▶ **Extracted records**

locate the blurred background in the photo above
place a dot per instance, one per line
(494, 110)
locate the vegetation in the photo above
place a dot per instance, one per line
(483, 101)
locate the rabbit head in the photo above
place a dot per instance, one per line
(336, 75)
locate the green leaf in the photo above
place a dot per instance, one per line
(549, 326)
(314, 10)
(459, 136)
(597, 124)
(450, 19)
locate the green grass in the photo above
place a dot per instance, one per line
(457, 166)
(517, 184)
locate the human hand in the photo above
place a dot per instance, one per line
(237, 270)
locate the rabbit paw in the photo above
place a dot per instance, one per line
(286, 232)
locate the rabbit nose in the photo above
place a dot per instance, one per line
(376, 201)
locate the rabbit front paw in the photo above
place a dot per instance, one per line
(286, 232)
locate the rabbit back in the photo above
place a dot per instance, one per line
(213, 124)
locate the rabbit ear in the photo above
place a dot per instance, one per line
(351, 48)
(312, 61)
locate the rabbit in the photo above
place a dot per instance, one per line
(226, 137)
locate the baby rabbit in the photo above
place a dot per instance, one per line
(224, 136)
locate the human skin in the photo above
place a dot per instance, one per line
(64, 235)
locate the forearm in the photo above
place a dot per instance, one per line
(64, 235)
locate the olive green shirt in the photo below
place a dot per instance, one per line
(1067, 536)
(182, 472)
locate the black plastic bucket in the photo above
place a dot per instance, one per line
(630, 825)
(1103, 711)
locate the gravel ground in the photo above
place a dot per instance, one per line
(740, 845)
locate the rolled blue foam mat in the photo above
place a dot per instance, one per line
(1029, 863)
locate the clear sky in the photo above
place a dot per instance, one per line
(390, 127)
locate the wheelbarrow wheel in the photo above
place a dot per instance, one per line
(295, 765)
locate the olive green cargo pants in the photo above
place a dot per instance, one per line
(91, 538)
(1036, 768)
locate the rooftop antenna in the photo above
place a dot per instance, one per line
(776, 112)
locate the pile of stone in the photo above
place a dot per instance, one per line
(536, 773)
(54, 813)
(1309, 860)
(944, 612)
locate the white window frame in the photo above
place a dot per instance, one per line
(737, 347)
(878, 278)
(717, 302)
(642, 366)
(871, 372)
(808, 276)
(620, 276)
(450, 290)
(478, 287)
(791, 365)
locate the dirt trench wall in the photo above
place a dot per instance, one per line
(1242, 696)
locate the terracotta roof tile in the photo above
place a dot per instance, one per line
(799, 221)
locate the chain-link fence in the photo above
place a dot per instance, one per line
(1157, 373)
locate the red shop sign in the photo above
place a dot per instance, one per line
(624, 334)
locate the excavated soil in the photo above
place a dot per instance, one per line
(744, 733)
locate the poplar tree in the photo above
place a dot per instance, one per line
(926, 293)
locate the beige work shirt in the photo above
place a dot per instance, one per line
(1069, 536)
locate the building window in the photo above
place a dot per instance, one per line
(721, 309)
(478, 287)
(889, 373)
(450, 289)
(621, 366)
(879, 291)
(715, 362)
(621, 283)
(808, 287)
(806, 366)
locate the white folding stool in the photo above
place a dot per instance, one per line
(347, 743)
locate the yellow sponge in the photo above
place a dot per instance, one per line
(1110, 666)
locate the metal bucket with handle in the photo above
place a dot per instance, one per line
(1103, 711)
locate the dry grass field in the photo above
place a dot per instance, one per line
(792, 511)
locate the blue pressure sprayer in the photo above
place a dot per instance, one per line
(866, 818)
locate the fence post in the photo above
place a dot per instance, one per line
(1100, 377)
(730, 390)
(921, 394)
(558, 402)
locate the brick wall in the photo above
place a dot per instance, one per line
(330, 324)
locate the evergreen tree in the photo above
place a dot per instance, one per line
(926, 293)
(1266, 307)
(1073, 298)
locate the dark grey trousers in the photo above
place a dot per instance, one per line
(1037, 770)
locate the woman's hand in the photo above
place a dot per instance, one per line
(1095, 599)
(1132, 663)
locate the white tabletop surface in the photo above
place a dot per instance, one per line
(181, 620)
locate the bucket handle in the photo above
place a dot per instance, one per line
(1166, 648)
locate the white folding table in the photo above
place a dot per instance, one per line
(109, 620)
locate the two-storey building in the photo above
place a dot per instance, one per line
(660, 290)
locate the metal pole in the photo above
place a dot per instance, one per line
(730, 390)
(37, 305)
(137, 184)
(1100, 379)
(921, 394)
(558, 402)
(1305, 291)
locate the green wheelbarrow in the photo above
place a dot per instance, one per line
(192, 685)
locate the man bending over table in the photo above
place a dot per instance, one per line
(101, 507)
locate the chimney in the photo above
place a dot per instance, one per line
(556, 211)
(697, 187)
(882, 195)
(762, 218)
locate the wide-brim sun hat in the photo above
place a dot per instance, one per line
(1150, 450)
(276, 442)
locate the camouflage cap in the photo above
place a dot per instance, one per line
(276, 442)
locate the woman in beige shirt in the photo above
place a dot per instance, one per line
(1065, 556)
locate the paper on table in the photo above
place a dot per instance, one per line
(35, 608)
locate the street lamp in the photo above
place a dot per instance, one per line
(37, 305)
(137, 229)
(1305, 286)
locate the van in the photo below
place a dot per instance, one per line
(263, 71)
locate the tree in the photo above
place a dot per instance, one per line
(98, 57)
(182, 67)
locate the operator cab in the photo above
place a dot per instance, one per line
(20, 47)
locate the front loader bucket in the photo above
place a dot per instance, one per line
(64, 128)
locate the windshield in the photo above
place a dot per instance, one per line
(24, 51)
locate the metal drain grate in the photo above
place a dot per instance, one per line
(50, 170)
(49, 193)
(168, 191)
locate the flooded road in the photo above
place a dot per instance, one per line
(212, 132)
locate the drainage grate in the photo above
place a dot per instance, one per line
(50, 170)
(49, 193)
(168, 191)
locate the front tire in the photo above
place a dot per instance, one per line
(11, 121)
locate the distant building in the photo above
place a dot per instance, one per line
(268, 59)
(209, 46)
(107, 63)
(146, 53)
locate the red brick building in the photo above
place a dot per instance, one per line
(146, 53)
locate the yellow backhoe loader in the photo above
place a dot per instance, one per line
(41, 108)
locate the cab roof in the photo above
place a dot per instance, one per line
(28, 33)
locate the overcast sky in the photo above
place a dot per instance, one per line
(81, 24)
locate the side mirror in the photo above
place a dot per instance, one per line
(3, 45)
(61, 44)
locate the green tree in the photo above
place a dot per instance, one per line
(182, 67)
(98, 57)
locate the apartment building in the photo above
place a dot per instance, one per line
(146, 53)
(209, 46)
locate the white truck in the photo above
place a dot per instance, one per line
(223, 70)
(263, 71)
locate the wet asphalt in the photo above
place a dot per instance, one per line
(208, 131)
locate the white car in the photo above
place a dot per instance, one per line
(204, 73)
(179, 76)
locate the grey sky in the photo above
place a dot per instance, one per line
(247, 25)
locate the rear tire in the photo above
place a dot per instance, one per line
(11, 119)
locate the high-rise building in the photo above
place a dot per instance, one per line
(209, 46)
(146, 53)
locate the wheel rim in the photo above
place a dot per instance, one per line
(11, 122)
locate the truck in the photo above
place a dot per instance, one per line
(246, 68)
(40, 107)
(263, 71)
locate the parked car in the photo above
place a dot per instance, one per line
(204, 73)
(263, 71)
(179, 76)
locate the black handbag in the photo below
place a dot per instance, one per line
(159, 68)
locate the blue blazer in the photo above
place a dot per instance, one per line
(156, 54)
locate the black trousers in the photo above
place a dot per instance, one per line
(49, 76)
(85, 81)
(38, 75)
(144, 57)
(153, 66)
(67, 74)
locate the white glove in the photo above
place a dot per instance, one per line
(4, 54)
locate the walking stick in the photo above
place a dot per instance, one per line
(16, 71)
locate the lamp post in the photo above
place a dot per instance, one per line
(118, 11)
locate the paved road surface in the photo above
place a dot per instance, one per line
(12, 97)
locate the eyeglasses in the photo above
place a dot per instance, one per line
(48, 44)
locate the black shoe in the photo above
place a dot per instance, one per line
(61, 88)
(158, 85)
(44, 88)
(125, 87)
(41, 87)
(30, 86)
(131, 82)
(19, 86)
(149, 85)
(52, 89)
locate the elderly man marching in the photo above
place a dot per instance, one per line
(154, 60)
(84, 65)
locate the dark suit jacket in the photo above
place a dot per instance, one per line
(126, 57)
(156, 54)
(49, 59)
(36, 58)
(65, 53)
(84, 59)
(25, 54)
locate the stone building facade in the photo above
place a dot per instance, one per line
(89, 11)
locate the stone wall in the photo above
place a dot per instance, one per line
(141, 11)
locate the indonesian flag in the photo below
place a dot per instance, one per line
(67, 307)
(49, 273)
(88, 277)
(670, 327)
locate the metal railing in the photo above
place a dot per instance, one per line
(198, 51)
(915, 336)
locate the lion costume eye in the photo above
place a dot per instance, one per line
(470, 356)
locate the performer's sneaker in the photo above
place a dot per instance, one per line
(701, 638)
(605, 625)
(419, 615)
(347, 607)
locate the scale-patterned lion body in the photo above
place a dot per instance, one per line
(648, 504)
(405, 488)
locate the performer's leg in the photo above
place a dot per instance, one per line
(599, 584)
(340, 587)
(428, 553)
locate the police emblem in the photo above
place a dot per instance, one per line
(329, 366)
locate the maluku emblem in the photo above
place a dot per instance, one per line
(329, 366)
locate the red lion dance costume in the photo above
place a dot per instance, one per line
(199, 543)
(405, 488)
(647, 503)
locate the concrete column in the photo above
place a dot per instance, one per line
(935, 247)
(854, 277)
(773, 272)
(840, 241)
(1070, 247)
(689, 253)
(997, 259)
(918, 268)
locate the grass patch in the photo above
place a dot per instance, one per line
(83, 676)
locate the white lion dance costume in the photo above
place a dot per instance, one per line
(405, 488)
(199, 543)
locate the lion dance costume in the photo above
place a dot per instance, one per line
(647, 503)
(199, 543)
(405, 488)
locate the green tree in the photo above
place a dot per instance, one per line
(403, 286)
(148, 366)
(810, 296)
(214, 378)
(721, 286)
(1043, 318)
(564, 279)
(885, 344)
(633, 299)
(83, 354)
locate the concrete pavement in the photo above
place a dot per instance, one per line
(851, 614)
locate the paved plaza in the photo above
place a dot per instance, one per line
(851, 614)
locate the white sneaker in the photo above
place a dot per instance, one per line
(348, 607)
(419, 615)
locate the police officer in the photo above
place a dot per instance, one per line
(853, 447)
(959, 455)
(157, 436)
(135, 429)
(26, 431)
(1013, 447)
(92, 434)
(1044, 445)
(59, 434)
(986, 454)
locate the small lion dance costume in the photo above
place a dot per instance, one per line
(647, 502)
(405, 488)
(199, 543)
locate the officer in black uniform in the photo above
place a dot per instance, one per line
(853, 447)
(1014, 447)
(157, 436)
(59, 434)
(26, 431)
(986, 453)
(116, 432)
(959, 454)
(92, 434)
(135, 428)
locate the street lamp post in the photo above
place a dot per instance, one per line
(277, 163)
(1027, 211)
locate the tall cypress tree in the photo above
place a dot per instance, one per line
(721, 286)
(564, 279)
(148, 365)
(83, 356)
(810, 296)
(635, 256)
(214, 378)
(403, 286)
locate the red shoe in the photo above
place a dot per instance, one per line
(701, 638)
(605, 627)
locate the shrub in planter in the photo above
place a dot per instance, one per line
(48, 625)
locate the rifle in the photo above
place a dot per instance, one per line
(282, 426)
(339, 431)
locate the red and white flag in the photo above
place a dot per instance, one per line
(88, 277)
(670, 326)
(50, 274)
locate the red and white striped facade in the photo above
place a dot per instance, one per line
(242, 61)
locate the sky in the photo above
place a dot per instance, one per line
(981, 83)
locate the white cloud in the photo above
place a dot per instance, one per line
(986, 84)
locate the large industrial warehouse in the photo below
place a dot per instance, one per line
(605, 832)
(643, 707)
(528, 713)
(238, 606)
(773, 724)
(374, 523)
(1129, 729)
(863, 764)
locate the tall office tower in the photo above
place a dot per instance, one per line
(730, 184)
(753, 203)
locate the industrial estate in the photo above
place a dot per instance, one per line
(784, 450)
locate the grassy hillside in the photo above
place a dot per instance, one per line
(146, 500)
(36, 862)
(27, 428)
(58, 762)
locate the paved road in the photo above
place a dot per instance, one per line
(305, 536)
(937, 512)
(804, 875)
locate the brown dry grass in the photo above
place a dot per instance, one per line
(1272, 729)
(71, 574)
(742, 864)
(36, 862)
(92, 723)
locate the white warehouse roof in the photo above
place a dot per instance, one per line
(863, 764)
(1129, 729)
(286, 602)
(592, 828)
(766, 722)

▶ **WORK INSTRUCTIONS**
Edit the stretch from the line containing "locate the small" through the line containing "(1027, 211)" by changing "officer" to "guard", and write out those lines again with nothing else altered.

▶ **EXERCISE SOLUTION**
locate the small lion dance costume in the photo above
place a dot per instance, one per line
(647, 502)
(405, 488)
(199, 543)
locate the guard in black uniform in the photo above
place a dot per instance, one per line
(853, 447)
(1014, 447)
(157, 436)
(59, 434)
(26, 431)
(986, 453)
(116, 432)
(959, 454)
(92, 434)
(135, 428)
locate the street lamp post in the photo above
place a dot per instance, one per line
(277, 163)
(1027, 211)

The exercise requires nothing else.